Work to be completed>
Write the next part of the forum thread on Unicode text handling in Civilization 4, picking up directly after its final sentence.

Provided text>
##############################
1. We have added a Gift Upgrades feature that allows you to gift an account upgrade to another member, just in time for the holiday season. You can see the gift option when going to the Account Upgrades screen, or on any user profile screen.
    Dismiss Notice

[Dev tool] Civilization 4 XML translation tool

Discussion in 'Rise of Mankind: A New Dawn' started by dbkblk, Jun 2, 2014.

  1. dbkblk

    dbkblk Emperor

    Joined:
    Oct 28, 2005
    Messages:
    1,781
    Location:
    France
    Maybe i'm a bit utopist but, billboards apart, shouldn't is there a better method to support unicode !?

    A summary of what we know:

    Text import process.
    - The executable first lists all the text relative to the tags at the start of the game. (CvXMLLoadUtility::read())
    - It imports all the language text, or english by default, into a cached file (memory ?)
    - By hijacking importation, we can write files to UTF8 and convert unicode strings to local codepage during reading so the game store local codepage strings.
    - All the standard functions render these local CP without the need to change anything else in the code.

    Other infos:
    - The game renders graphically the CityBillboard (name and current production), so no hope or magic for this.
    - Standard text IS NOT rendered by the graphical engine, as we can write any character from the local codepage.
    - Base files are written in iso8859-1, which is pretty limited to US and western europe languages.

    Now, let's push this a little further.
    WHAT IF... *drum rolls* we would rewrite the way it works with the known limits of the game ?
    - Store EVERY character as number code (like in ISO8859-1 old method), for example & #1049;, in the xml (just need to modify a bit the xml parser to do this easily).
    - The game starts and imports these number suite (we remove the conversion for now).
    - Then we create new functions to convert & #1049; into an unicode char, rewrite getText to getUnicodeText and replace all the calls in the DLL codes (and in python, as 2.4 support unicode). If the game outputs ?, that does not necessarily mean that it don't know which char it is, but maybe it don't which one to render. "& # 1 0 4 9" is just a suite of ASCII chars.

    It shouln't be impossible (if it work at all lol).

    Now look at this (chinese) or this (japanese):


    How can chinese, japanese, korean patches can exists using 2 bytes ? We are missing something here.
     
  2. Nightinggale

    Nightinggale Deity

    Joined:
    Feb 2, 2009
    Messages:
    4,271
    Wrong, though that is what you get from reading the forum. It is actually CP1252, which for most characters is the same as iso8859-1. They are not 100% identical though.

    Do you have an URL to those patches? I have been looking around, but I never actually found a download link for them. Maybe we can figure out how to do it, but if we figure out how they did it, it could be much faster.
     
  3. dbkblk

    dbkblk Emperor

    Joined:
    Oct 28, 2005
    Messages:
    1,781
    Location:
    France
    You're right, the XML heading is misleading.
##############################
(Collected data entries)
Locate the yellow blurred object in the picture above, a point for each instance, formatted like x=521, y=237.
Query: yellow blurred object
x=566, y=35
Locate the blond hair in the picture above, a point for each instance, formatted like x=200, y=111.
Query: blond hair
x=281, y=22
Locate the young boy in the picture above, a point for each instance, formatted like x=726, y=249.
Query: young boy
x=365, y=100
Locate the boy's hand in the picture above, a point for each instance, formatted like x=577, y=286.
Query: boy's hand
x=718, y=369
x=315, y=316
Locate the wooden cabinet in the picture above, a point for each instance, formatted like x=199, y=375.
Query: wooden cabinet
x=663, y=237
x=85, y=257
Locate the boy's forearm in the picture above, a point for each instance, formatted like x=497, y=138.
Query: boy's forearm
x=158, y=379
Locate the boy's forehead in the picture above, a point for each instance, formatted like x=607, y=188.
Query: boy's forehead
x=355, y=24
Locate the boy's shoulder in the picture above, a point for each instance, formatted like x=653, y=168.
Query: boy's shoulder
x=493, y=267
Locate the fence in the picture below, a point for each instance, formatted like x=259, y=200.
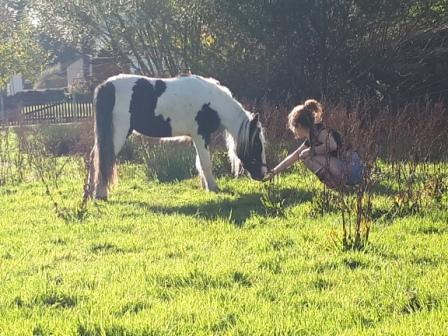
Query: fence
x=52, y=113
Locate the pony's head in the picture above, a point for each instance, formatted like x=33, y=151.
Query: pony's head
x=250, y=148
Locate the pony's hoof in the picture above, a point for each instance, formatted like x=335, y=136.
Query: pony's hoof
x=214, y=189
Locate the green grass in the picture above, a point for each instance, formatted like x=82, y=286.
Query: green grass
x=171, y=259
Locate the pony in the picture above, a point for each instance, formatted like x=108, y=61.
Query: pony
x=186, y=106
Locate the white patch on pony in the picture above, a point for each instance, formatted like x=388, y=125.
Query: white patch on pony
x=233, y=158
x=121, y=118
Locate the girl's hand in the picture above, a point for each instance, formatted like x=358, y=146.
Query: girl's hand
x=269, y=176
x=306, y=153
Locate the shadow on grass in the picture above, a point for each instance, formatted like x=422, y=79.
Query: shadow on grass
x=236, y=210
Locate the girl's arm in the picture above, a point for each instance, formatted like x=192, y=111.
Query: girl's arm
x=288, y=161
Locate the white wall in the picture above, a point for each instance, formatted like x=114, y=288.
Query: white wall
x=15, y=85
x=74, y=72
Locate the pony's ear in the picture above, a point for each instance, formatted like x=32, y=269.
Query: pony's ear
x=256, y=118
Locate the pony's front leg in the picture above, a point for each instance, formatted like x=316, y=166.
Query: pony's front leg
x=204, y=166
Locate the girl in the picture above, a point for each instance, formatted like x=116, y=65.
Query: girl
x=322, y=150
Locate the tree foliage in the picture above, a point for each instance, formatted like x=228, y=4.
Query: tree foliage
x=273, y=48
x=20, y=51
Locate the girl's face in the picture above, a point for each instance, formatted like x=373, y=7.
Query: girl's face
x=301, y=132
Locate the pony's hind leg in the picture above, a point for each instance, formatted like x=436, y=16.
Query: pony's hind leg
x=90, y=185
x=204, y=166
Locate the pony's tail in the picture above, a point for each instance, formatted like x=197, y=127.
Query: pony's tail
x=104, y=154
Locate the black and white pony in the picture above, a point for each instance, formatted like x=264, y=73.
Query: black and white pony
x=183, y=106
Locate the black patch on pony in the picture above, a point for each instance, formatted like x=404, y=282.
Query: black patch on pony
x=208, y=122
x=253, y=160
x=143, y=106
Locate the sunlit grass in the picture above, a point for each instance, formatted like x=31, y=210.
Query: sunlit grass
x=171, y=259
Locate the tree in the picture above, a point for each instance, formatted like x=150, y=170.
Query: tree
x=20, y=51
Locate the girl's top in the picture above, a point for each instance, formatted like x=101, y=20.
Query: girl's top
x=313, y=140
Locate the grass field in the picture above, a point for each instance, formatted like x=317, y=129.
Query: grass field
x=170, y=259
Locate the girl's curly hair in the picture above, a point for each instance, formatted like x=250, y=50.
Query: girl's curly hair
x=305, y=115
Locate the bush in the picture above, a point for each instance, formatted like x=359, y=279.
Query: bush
x=61, y=140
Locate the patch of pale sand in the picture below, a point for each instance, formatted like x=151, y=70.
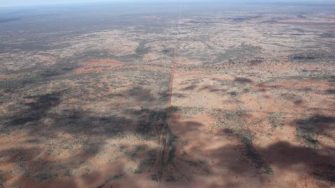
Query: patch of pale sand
x=97, y=65
x=265, y=104
x=221, y=153
x=200, y=94
x=303, y=84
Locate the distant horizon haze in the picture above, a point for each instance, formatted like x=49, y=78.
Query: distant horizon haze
x=34, y=3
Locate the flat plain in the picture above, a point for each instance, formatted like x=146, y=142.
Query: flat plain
x=168, y=95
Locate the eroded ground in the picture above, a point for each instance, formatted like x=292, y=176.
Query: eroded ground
x=221, y=99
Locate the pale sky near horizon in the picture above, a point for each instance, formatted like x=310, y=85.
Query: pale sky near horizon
x=13, y=3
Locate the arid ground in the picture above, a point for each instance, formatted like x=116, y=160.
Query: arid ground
x=168, y=95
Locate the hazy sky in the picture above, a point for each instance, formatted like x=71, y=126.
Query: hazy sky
x=48, y=2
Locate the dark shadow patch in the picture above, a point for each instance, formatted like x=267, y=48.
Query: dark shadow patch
x=6, y=20
x=308, y=128
x=242, y=80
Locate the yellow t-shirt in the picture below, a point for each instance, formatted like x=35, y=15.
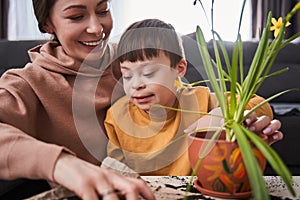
##############################
Written response>
    I have the korean patch and a japanese patch for a really old version. I have not found a 3C chinese patch (i don't why 3C, but russian also called their patch 3C).
    None of these gave the source code of course.
    Do you think you can grab the DLL output on getText calls with your wonderful C++ skills ? :D

    Links:
    Japanese patch for RoM 2.71
    Korean patch for AND rev618.
    The same original files from the same revision as the Korean patch (to compare).

    The full source code of our mod at revision 618 is here.
     
  4. dbkblk

    dbkblk Emperor

    Joined:
    Oct 28, 2005
    Messages:
    1,781
    Location:
    France
    Korean patch, CvAppInterface.py, line 58
    Code:
    	# ENABLE_CJK
    	sys.setdefaultencoding('utf-8')
    EDIT: Wooh ! This plus a pinch of brain sauce made it to fix the last python i encountered. Thank you koreans !
     
  5. Nightinggale

    Nightinggale Deity

    Joined:
    Feb 2, 2009
    Messages:
    4,271
    :eek:

    Looking up this function I get that it should not be used. Instead people should use utf-8 (isn't that what we want?).

    The question is if we need to do something similar in the DLL. I once tried to do that, but.... that didn't go well. The main problem is that the compiler is from 2003 and I tried using a function, which was introduced in 2005. For some reason finding online documentation on how to code prior to functions introduced 10 years ago is a near impossible task.

    Also I tried looking into the Korean patch, but sourceforge had problems at the time and I couldn't reach the svn server. It appears to be working well now and I might give it another go really soon.
     
  6. dbkblk

    dbkblk Emperor

    Joined:
    Oct 28, 2005
    Messages:
    1,781
    Location:
    France
    If Python is directly UTF8 enabled, we can try to use a similar thing in the DLL. That could be hard, but there is a hope !

    For the moment, that fix go way beyond my expectations as it also enable accents in Dynamic Civ Names in French :D
     
  7. dbkblk

    dbkblk Emperor

    Joined:
    Oct 28, 2005
    Messages:
    1,781
    Location:
    France
    BREAKING NEWS:
    CIV4ArtDefines_Misc.xml
    Code:
    		<MiscArtInfo>
    			<Type>CITY_BILLBOARDS</Type>
    			<Path>None</Path>
    			<!-- positive scale: city billboards use fonts from GameFont.tga -->
    			<!-- negative scale: GFC billboards (uses the interface font) -->
    			<fScale>-1.0</fScale>
    			<NIF>None</NIF>
    			<KFM>None</KFM>
    		</MiscArtInfo>
    EDIT: I forced a text to render and here it is:


    We still need to implement unicode support into the game, but we've never been so far yet !

    EDIT2: Tralalaioula :) (just remove GetGameFontString() before writing production and city name).


    We need to keep pushing !!
     
  8. dbkblk

    dbkblk Emperor

    Joined:
    Oct 28, 2005
    Messages:
    1,781
    Location:
    France
    My intuition tells me that this is the key:
    "DllExport bool GetChildXmlValByName(wchar* pszVal, const TCHAR* szName, wchar* pszDefault = NULL);"

    If we managed to convert UTF8 to wchar or something like that... ?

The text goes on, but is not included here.